WORK INSTRUCTIONS | Continue the description of the automatic model fallback skill from its last line.

EXCERPTED PASSAGE |
This skill implements automatic model fallback and failover to keep AI services available when a primary model fails, times out, hits rate limits, or exhausts quota. It supports multi-vendor, multi-priority model selection, health monitoring, automatic retries, and error recovery to minimize downtime and preserve user experience.

How this skill works

The skill monitors configured models and routes requests according to priority and routing rules. On request failure (timeout, rate limit, quota, auth, network, or service error) it applies an exponential backoff retry policy and, if configured, switches to the next available fallback model. A background monitor checks endpoint connectivity, latency, error rates, and quota usage and updates model health state.

When to use it

Ensure continuous service for production assistants using multiple model providers.
Protect against transient API errors, rate limits, and quota exhaustion.
Support routing tasks to specialized models (coding, Chinese, vision) with automatic fallback.
Reduce user-visible failures during provider outages or authentication problems.
Test and validate model switching behavior in staging before production rollouts.

SUPPLIED INFORMATION |
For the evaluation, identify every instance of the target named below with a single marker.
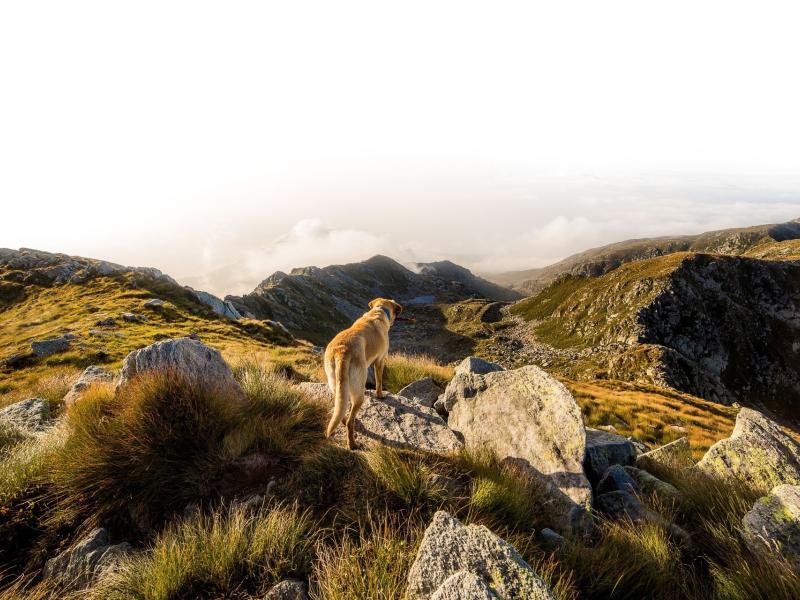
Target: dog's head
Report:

WRITTEN ANSWER |
Best practices

Define a clear priority list and routing rules that match task types and performance needs.
Use conservative retry settings with exponential backoff to avoid cascading failures.
Enable health monitoring with a reasonable check interval (e.g., 5 minutes) and log all switch events.
Mark models disabled on authentication errors to prevent repeated failures until credentials are fixed.
Regularly run test scripts and back up agent configuration before changes.

Example use cases

Primary model hits rate limit during peak traffic; system retries and then switches to the next priority model to maintain responses.
A vision-capable model becomes unavailable; routing rules prefer an alternative trained for vision tasks and fallback preserves functionality.
Code generation tasks are routed to a codex-optimized model, with a general-purpose model as a fallback if the codex provider fails.
Quota on a paid provider is exhausted; the monitor triggers hourly checks and routes traffic to lower-cost or free backups while alerting operators.

FAQ

How does retry and fallback sequence work?

The skill retries up to configured attempts with exponential backoff (initial delay, multiplier, max delay). If retries fail and useFallbackOnFailure is enabled, it switches to the next available model in priority order.

What errors trigger immediate model disable?

Authentication failures typically disable the affected model immediately and raise alerts, preventing automatic re-enable until credentials are corrected.